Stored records

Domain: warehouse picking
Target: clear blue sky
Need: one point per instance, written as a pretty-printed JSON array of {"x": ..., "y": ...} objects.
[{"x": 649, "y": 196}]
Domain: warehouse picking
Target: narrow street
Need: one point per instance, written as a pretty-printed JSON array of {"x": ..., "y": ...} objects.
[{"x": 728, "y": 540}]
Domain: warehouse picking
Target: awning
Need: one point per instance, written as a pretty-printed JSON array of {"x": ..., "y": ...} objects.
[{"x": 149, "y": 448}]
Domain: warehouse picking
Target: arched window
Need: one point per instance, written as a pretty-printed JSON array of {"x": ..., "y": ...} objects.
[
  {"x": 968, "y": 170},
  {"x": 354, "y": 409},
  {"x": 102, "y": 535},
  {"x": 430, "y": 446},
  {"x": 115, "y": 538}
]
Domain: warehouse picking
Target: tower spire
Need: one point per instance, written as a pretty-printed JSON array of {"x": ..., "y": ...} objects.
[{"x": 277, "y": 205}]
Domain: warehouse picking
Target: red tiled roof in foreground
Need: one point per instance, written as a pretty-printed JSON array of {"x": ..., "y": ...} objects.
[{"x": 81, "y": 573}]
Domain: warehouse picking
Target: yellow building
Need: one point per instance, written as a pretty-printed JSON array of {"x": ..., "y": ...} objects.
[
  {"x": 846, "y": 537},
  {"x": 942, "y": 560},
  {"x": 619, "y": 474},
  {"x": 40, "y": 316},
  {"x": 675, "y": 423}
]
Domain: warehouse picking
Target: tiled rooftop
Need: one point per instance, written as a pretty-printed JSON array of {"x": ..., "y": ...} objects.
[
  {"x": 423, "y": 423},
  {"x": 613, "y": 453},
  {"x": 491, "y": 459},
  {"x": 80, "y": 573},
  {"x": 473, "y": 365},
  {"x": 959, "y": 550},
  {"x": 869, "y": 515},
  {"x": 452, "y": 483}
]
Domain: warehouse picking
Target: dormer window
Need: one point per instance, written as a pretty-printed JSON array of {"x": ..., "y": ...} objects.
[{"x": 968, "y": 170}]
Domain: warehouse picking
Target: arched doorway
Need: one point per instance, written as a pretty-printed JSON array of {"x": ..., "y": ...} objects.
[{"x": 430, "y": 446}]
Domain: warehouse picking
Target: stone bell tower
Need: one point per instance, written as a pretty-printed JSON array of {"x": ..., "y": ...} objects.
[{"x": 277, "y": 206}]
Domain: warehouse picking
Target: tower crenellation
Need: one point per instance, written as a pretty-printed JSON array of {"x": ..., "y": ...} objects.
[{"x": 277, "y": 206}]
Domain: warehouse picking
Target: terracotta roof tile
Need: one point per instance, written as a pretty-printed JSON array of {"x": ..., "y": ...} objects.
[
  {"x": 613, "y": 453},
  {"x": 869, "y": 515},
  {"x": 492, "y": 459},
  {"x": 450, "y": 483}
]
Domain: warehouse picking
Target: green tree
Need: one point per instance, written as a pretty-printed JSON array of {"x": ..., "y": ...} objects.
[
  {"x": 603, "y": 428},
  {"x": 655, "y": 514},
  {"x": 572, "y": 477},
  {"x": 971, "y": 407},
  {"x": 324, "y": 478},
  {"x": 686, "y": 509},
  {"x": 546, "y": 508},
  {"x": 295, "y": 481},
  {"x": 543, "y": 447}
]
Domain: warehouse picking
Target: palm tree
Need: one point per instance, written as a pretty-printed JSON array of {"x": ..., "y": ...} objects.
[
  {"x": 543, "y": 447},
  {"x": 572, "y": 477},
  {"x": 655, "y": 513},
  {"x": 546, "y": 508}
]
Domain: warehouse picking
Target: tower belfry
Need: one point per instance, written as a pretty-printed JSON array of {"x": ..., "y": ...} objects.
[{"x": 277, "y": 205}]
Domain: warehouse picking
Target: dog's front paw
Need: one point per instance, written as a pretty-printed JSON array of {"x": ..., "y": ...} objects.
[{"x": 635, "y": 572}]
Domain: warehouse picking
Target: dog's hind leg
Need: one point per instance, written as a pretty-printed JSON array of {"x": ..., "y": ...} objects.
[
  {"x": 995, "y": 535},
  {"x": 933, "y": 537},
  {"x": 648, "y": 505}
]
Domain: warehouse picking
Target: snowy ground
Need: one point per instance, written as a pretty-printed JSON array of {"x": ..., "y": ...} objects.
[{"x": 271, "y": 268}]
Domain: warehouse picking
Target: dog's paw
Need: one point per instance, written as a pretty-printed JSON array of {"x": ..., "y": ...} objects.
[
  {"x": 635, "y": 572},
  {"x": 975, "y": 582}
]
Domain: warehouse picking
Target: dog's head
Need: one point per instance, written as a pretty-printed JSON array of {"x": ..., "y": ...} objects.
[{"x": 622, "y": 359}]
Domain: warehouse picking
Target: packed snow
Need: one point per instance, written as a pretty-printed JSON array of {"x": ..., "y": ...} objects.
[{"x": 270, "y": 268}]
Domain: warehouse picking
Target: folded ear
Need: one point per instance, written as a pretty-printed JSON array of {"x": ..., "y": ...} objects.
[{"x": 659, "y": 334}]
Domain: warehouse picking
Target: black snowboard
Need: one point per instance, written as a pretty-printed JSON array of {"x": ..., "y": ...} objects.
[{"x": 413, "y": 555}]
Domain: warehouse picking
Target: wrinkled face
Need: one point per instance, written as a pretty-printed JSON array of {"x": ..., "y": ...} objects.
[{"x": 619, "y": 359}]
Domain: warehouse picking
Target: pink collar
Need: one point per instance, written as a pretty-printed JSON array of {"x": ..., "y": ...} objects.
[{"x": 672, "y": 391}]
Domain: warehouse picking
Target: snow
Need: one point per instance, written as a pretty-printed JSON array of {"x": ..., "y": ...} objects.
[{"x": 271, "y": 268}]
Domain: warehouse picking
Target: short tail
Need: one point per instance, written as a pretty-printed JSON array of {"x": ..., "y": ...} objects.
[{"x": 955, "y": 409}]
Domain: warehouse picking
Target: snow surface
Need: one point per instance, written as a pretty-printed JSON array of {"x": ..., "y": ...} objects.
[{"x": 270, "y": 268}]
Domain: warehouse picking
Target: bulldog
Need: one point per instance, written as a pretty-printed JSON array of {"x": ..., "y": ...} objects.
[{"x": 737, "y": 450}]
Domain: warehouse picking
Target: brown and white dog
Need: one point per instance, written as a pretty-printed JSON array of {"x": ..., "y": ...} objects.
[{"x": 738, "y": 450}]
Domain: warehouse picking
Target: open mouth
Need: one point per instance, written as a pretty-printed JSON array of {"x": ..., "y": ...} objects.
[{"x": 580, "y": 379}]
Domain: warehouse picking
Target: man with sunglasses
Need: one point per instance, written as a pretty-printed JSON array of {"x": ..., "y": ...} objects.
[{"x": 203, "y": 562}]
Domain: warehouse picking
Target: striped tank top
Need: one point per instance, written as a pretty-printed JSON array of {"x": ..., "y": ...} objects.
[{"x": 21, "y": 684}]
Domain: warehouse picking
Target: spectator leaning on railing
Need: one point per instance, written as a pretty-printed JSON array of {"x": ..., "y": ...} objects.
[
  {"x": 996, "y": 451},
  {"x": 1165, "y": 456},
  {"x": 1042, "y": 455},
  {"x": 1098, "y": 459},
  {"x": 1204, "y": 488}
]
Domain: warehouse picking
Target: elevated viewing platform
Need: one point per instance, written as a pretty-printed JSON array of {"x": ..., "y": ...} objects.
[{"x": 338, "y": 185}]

Given exercise
Repeat the preceding lines exactly, please, every one of them.

Exercise result
Domain: warehouse picking
Target: clear blue sky
Need: one point per instance, written as a pretty-printed JSON array of {"x": ..., "y": ...} objects.
[{"x": 649, "y": 196}]
Domain: warehouse picking
Target: narrow street
Need: one point per instance, written as a pretty-printed JSON array of {"x": ..., "y": ...} objects.
[{"x": 728, "y": 540}]
Domain: warehouse picking
Target: awning
Need: one point per instance, written as a pretty-printed JSON array of {"x": ..., "y": ...} objects.
[{"x": 149, "y": 448}]
Domain: warehouse picking
Target: arched window
Need: one point per instance, written as a pretty-printed JSON array of {"x": ..., "y": ...} objects.
[
  {"x": 968, "y": 170},
  {"x": 354, "y": 409},
  {"x": 102, "y": 535},
  {"x": 430, "y": 446},
  {"x": 115, "y": 538}
]
Domain: warehouse picking
Target: tower spire
Need: one point per instance, written as a pretty-printed JSON array of {"x": ..., "y": ...} objects.
[{"x": 277, "y": 205}]
Domain: warehouse picking
Target: red tiled roof in foreground
Need: one point per instance, written as a pretty-printed JSON array of {"x": ..., "y": ...} objects.
[{"x": 81, "y": 573}]
Domain: warehouse picking
Target: yellow building
Need: one point per instance, written as a pretty-printed JSON array of {"x": ..., "y": ...} objects.
[
  {"x": 846, "y": 537},
  {"x": 942, "y": 560},
  {"x": 619, "y": 474},
  {"x": 40, "y": 316},
  {"x": 675, "y": 423}
]
Domain: warehouse picking
Target: tiled rooftop
Need: one point per instance, written as a pretty-printed JSON array of {"x": ..., "y": ...} objects.
[
  {"x": 423, "y": 423},
  {"x": 613, "y": 453},
  {"x": 491, "y": 459},
  {"x": 80, "y": 573},
  {"x": 473, "y": 365},
  {"x": 959, "y": 550},
  {"x": 869, "y": 515},
  {"x": 452, "y": 483}
]
Domain: warehouse picking
Target: dormer window
Need: one point per instance, written as a pretty-printed JSON array of {"x": ..., "y": ...} objects.
[{"x": 968, "y": 170}]
Domain: warehouse picking
Target: arched doorway
Need: one point per instance, written as a pretty-printed JSON array of {"x": ..., "y": ...} objects.
[{"x": 430, "y": 446}]
Domain: warehouse picking
Target: stone bell tower
Need: one point per instance, written as a pretty-printed JSON array of {"x": ..., "y": ...} objects.
[{"x": 277, "y": 206}]
Domain: warehouse picking
Target: tower crenellation
Need: one point per instance, written as a pretty-printed JSON array of {"x": ..., "y": ...} objects.
[{"x": 277, "y": 206}]
Domain: warehouse picking
Target: terracotta roof tile
Need: one point per instance, written as a pretty-printed JSON array of {"x": ..., "y": ...} objects.
[
  {"x": 613, "y": 453},
  {"x": 869, "y": 515},
  {"x": 492, "y": 459},
  {"x": 450, "y": 483}
]
Domain: warehouse picking
Target: green tree
Need: one point per instance, written as a pretty-printed JSON array of {"x": ..., "y": ...} objects.
[
  {"x": 603, "y": 428},
  {"x": 655, "y": 514},
  {"x": 572, "y": 477},
  {"x": 971, "y": 407},
  {"x": 324, "y": 478},
  {"x": 686, "y": 509},
  {"x": 546, "y": 508},
  {"x": 295, "y": 481},
  {"x": 543, "y": 447}
]
Domain: warehouse picking
Target: palm tree
Need: one point per instance, written as a pretty-printed JSON array of {"x": ..., "y": ...} objects.
[
  {"x": 543, "y": 447},
  {"x": 572, "y": 477},
  {"x": 655, "y": 513},
  {"x": 546, "y": 508}
]
Domain: warehouse picking
Target: tower belfry
Need: one point per instance, written as a pretty-printed JSON array of {"x": ..., "y": ...} objects.
[{"x": 277, "y": 205}]
Domain: warehouse picking
Target: dog's front paw
Need: one point per instance, written as a pretty-printed JSON array of {"x": ..., "y": ...} objects.
[{"x": 635, "y": 572}]
Domain: warehouse picking
Target: dog's hind leg
Need: one point per instance, written as a pretty-printed JSON array of {"x": ..., "y": ...} objects.
[
  {"x": 995, "y": 535},
  {"x": 933, "y": 537},
  {"x": 648, "y": 505}
]
Domain: warehouse picking
Target: snowy ground
Need: one point per instance, written as a pretty-printed JSON array of {"x": ..., "y": ...} objects.
[{"x": 271, "y": 268}]
Domain: warehouse picking
Target: dog's paw
Need: one point per instance, written as a pretty-printed JSON array of {"x": ..., "y": ...} objects.
[
  {"x": 635, "y": 572},
  {"x": 975, "y": 582}
]
Domain: warehouse picking
Target: dog's head
Need: one point per instance, written as a pretty-printed JSON array of {"x": ..., "y": ...} objects.
[{"x": 622, "y": 359}]
Domain: warehouse picking
Target: packed snow
Need: one point per instance, written as a pretty-printed JSON array of {"x": ..., "y": ...} objects.
[{"x": 270, "y": 268}]
Domain: warehouse picking
Target: folded ear
Need: one point per instance, written as a pretty-printed JSON array of {"x": ..., "y": ...} objects.
[{"x": 659, "y": 334}]
Domain: warehouse picking
Target: black snowboard
Need: one point per instance, written as a pretty-printed JSON array of {"x": ..., "y": ...} objects.
[{"x": 413, "y": 555}]
Domain: warehouse picking
Target: wrinkled face
Need: one point per instance, written as a pretty-printed JSON array of {"x": ..., "y": ...} objects.
[{"x": 619, "y": 359}]
Domain: warehouse picking
Target: pink collar
Need: one point per instance, written as a pretty-printed JSON array of {"x": ..., "y": ...} objects.
[{"x": 672, "y": 391}]
Domain: warehouse picking
Target: snow
Need: one point per instance, written as a pretty-printed JSON array of {"x": ..., "y": ...} objects.
[{"x": 271, "y": 268}]
Domain: warehouse picking
Target: short tail
Need: one point per instance, written as a pretty-printed JSON array of {"x": ..., "y": ...} objects.
[{"x": 955, "y": 409}]
Domain: warehouse picking
Target: snow surface
Need: one point per instance, written as a pretty-printed JSON array of {"x": ..., "y": ...} objects.
[{"x": 270, "y": 268}]
Domain: warehouse picking
Target: bulldog
Need: one point per instance, written as a pretty-printed JSON array of {"x": ..., "y": ...} objects.
[{"x": 737, "y": 450}]
Domain: warehouse picking
Target: brown and white dog
Need: one point per instance, written as a pretty-printed JSON array of {"x": ..., "y": ...} objects.
[{"x": 738, "y": 450}]
Domain: warehouse picking
Target: open mouth
Need: one point per instance, written as a pretty-printed JSON array of {"x": ..., "y": ...} objects.
[{"x": 580, "y": 379}]
Domain: warehouse picking
Target: man with sunglasses
Need: one point per instance, written as a pretty-printed JSON array of {"x": ..., "y": ...} objects.
[{"x": 203, "y": 562}]
Domain: warehouse picking
Target: striped tank top
Need: one point per instance, written as a pretty-printed JSON array of {"x": ..., "y": ...} objects.
[{"x": 21, "y": 684}]
Domain: warehouse picking
Target: spectator leaning on railing
Need: one point per instance, written as a pretty-printed JSON array of {"x": ..., "y": ...} objects.
[
  {"x": 996, "y": 451},
  {"x": 1165, "y": 456},
  {"x": 1042, "y": 455},
  {"x": 1098, "y": 459},
  {"x": 1204, "y": 488}
]
Domain: warehouse picking
Target: elevated viewing platform
Need: one point per instance, written as a pretty-printed JSON array of {"x": ..., "y": ...} objects.
[{"x": 338, "y": 185}]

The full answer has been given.